=== Begin Enclosure ===
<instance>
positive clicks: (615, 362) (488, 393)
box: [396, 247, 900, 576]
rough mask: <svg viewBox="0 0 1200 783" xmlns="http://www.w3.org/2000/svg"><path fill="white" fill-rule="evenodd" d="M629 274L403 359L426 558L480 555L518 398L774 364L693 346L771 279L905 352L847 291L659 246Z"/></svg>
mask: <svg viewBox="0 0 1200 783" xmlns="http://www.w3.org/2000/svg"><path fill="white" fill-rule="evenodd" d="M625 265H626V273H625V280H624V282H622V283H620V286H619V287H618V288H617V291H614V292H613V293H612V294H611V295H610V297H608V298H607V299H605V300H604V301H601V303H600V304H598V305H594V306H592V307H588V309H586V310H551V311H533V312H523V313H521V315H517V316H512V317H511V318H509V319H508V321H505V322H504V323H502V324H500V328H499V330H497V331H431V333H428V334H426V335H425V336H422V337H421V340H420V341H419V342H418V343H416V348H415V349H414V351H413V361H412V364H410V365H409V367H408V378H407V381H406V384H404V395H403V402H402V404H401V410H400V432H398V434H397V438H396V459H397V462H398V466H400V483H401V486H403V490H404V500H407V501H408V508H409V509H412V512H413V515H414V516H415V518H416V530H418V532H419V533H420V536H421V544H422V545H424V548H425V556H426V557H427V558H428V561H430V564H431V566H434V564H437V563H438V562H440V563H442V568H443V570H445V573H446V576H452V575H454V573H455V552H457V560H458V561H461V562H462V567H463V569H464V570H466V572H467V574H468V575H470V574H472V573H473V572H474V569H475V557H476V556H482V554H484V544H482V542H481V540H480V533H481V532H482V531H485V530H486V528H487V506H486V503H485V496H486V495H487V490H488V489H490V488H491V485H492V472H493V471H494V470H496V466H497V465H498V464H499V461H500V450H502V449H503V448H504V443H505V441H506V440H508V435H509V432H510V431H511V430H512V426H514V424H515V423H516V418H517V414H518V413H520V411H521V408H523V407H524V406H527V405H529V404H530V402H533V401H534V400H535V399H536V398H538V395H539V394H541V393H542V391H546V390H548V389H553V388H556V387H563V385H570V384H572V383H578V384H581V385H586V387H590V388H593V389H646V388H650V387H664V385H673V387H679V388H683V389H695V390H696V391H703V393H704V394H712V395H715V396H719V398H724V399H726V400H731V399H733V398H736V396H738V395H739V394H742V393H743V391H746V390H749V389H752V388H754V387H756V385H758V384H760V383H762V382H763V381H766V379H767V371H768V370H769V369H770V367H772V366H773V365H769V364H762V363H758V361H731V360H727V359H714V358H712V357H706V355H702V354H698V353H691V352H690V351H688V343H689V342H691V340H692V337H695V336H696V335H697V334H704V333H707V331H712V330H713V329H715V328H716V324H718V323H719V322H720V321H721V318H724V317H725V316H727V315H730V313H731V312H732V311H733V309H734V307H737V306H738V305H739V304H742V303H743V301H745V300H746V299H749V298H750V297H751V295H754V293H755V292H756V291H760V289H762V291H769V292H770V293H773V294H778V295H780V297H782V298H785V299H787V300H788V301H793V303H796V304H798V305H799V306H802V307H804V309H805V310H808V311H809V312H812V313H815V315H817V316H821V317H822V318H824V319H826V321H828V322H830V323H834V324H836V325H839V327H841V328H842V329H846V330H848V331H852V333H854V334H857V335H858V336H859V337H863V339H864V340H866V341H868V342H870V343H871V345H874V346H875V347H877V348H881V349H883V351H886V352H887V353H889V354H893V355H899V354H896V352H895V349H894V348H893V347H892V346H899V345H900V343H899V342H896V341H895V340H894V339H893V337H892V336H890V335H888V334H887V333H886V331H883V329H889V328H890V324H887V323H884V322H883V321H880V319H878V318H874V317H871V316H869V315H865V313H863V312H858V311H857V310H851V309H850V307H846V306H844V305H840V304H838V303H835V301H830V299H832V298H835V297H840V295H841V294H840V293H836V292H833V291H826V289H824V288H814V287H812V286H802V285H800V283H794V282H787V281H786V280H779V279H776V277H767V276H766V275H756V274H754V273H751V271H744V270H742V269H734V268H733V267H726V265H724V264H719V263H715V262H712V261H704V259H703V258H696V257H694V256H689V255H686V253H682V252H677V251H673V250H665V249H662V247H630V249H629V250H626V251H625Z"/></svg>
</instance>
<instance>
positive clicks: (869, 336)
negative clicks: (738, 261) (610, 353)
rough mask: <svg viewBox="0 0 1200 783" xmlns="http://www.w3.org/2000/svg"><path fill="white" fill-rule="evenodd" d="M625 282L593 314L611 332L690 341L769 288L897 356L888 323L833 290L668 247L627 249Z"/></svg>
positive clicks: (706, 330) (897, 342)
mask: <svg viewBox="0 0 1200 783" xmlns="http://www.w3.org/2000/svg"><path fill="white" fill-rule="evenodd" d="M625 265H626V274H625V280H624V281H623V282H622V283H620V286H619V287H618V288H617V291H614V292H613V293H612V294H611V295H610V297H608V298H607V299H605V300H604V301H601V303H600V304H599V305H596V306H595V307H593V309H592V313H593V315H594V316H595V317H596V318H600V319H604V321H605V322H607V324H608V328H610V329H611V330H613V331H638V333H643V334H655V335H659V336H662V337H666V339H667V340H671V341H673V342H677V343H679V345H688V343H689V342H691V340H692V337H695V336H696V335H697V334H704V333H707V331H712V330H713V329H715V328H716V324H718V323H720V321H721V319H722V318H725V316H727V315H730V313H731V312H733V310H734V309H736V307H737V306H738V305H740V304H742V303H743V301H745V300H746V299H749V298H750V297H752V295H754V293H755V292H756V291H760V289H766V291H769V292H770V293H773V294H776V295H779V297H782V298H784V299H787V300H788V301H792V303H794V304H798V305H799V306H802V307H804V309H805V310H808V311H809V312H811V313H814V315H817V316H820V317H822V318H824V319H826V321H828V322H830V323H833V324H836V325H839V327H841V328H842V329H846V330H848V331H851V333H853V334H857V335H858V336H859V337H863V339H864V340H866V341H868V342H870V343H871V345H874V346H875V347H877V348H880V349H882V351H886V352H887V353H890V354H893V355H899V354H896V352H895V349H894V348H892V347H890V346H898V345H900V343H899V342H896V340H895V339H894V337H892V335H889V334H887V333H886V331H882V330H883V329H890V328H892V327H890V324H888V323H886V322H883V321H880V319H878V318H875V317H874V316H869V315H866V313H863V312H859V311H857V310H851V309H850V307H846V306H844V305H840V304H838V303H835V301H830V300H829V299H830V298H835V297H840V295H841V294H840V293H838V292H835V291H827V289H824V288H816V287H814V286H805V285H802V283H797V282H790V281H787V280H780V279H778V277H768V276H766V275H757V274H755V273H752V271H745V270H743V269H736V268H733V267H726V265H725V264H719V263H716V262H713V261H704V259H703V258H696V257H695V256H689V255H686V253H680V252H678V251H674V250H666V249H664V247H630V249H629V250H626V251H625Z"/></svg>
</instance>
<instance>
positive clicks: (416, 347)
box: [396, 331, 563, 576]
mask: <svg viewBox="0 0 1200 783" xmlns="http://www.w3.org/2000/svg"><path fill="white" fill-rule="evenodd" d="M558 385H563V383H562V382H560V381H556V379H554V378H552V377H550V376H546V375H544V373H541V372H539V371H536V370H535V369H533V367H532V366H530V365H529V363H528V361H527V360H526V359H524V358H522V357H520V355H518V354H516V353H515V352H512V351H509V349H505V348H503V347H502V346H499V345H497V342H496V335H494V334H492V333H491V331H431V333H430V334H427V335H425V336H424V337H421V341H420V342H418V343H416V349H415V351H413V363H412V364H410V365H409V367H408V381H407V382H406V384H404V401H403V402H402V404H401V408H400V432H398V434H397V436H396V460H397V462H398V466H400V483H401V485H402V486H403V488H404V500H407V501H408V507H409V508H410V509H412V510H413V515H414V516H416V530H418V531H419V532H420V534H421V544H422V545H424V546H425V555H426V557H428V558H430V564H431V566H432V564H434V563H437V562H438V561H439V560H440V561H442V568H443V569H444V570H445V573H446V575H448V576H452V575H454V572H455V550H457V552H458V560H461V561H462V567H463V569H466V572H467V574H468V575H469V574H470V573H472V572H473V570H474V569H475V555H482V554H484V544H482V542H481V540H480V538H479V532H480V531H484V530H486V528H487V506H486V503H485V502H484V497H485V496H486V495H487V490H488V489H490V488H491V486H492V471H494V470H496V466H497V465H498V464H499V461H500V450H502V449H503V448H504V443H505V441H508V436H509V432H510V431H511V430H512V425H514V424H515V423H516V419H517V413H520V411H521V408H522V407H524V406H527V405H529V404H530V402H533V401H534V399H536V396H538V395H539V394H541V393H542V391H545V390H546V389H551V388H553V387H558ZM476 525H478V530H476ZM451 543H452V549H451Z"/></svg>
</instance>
=== End Enclosure ===
#### [What the exercise asks]
Copy the records word for word from their first line through the line that contains "274L403 359L426 558L480", including both of those lines.

#### [Response box]
<instance>
positive clicks: (615, 362) (488, 393)
box: [396, 247, 900, 576]
rough mask: <svg viewBox="0 0 1200 783" xmlns="http://www.w3.org/2000/svg"><path fill="white" fill-rule="evenodd" d="M629 274L403 359L426 558L480 555L518 398L774 364L693 346L771 279L905 352L847 291L659 246Z"/></svg>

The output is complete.